**TASK BRIEF**
Rewrite the records starting at the line containing "Trace the outline of every instance of the purple saffron" and ending at the line containing "Give the mask of the purple saffron flower.", changing "saffron" to "crocus" and leaving everything else untouched.
* begin SOURCE DATA *
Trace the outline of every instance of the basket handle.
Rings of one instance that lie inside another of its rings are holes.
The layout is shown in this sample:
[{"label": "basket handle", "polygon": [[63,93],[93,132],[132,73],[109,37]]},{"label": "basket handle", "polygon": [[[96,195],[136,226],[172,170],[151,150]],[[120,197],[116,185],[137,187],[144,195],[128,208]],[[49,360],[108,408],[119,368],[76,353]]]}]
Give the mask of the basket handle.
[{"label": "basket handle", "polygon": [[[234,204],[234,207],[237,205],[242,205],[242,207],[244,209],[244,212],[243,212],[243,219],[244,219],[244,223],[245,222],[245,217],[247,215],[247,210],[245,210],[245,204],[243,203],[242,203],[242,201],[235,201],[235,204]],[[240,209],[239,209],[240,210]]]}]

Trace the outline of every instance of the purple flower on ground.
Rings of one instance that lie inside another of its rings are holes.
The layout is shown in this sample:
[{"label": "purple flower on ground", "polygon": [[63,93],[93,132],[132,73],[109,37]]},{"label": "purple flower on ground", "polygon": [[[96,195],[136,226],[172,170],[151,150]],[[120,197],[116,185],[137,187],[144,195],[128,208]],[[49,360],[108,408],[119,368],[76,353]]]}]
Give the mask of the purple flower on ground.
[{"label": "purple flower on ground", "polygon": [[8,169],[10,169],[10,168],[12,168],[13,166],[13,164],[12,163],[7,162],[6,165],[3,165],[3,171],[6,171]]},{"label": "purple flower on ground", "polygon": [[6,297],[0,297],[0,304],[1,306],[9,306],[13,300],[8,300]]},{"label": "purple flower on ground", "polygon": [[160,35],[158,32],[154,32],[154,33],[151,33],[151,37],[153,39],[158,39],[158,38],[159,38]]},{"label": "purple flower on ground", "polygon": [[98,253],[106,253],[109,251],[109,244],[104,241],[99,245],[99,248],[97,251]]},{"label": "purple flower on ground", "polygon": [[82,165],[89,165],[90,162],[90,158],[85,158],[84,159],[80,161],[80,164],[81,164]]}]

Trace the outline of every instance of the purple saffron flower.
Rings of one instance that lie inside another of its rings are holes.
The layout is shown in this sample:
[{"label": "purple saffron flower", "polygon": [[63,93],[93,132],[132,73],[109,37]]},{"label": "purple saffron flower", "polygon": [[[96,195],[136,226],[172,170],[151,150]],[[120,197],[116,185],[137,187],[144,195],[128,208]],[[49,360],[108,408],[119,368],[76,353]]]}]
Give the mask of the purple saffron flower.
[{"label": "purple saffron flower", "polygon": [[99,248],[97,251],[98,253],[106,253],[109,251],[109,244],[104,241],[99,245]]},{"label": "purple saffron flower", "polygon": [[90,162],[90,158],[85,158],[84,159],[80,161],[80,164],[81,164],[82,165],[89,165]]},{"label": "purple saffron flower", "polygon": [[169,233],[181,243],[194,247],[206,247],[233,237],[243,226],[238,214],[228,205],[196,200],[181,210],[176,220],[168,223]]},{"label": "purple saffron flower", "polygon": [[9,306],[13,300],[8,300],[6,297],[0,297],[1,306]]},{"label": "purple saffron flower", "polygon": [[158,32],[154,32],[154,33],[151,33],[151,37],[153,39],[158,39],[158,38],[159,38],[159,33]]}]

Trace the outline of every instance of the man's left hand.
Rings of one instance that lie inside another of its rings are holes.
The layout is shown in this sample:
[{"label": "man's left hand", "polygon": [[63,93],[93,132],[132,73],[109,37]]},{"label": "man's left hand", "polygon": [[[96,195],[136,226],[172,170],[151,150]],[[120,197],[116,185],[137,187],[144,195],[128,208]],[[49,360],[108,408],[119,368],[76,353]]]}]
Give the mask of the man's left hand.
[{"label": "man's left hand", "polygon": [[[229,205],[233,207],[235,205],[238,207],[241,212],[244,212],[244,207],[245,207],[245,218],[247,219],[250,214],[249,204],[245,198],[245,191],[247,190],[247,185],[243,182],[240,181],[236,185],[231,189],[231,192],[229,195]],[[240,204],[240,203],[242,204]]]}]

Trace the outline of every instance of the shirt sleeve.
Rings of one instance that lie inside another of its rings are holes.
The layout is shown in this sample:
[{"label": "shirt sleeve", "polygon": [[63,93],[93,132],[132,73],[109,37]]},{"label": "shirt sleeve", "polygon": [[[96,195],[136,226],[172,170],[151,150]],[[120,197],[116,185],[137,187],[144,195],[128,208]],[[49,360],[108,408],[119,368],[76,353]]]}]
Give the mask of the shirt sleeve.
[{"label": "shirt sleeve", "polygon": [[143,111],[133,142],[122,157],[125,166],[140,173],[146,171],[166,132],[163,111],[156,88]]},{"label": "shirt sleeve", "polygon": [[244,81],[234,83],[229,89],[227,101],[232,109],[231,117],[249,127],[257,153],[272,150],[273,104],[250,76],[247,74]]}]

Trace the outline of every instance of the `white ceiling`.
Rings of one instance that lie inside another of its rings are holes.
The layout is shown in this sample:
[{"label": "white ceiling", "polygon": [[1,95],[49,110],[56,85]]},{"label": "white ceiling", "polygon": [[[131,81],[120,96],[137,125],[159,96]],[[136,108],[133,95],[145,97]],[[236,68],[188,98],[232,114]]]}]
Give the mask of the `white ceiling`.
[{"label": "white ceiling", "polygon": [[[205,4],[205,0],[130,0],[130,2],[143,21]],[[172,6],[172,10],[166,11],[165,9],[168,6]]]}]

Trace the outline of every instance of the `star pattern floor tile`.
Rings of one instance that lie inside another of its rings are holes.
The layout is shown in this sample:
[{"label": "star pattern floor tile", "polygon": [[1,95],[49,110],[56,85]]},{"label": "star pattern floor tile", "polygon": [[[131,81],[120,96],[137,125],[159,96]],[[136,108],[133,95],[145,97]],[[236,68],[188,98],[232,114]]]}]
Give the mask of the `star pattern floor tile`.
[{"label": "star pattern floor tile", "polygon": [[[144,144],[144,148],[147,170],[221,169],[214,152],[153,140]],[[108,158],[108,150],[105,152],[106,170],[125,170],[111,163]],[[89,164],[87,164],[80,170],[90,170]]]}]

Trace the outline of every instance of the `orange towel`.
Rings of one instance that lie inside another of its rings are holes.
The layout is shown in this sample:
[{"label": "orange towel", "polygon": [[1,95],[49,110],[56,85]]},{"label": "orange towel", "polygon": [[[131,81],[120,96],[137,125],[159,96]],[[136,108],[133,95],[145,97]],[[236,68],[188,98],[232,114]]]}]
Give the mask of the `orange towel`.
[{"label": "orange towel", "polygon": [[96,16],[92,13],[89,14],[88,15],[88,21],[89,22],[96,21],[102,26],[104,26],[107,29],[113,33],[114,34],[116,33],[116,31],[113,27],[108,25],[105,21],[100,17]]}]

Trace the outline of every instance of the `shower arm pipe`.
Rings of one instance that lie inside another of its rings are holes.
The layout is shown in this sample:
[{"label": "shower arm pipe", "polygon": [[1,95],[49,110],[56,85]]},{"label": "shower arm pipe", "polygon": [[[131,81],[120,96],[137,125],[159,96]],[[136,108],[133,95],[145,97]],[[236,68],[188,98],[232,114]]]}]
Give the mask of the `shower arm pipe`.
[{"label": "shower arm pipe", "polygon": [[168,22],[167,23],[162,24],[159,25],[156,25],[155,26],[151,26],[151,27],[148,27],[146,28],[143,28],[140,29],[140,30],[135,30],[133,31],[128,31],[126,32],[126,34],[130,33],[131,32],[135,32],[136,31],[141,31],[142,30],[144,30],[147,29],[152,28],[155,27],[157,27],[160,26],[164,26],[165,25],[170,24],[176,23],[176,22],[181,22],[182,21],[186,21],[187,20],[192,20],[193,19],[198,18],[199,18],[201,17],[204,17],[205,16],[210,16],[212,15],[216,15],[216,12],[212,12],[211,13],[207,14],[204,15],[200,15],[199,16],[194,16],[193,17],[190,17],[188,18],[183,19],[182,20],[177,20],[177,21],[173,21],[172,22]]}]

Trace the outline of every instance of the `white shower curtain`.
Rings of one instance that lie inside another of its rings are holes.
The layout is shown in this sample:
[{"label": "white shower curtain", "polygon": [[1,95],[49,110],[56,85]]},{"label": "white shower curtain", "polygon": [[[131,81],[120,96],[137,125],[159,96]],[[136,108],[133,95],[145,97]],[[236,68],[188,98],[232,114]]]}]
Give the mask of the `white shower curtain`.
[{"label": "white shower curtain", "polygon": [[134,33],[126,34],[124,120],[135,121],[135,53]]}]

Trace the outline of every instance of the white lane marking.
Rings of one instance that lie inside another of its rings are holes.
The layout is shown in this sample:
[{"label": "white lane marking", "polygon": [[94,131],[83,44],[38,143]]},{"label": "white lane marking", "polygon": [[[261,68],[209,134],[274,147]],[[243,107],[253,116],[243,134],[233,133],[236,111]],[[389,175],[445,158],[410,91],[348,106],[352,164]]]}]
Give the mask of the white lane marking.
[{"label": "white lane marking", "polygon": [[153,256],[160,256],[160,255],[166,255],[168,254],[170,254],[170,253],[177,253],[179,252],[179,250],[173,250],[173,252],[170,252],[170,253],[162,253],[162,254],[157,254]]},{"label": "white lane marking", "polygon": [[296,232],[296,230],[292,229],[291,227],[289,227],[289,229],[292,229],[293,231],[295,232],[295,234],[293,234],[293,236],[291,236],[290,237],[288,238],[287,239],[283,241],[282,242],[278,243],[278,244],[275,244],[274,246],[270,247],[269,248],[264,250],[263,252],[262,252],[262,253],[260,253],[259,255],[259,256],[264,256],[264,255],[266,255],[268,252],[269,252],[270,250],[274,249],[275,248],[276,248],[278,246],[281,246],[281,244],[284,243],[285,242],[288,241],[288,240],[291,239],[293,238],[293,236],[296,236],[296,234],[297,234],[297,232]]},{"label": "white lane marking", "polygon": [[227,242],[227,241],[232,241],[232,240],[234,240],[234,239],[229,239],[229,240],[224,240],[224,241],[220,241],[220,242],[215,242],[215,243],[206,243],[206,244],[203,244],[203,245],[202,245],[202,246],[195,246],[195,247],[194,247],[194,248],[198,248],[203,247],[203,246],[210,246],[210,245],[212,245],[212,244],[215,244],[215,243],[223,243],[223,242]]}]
* end SOURCE DATA *
**WRITTEN RESPONSE**
Trace the outline of every instance of the purple crocus flower.
Rings of one instance that lie inside another of its rings are holes.
The layout is shown in this sample:
[{"label": "purple crocus flower", "polygon": [[63,93],[93,132],[132,73],[109,37]]},{"label": "purple crocus flower", "polygon": [[[96,195],[136,226],[172,170],[151,150]],[[120,197],[116,185],[137,187],[144,195],[128,208]],[[49,360],[108,408],[119,368],[76,353]]]}]
Give the mask of the purple crocus flower.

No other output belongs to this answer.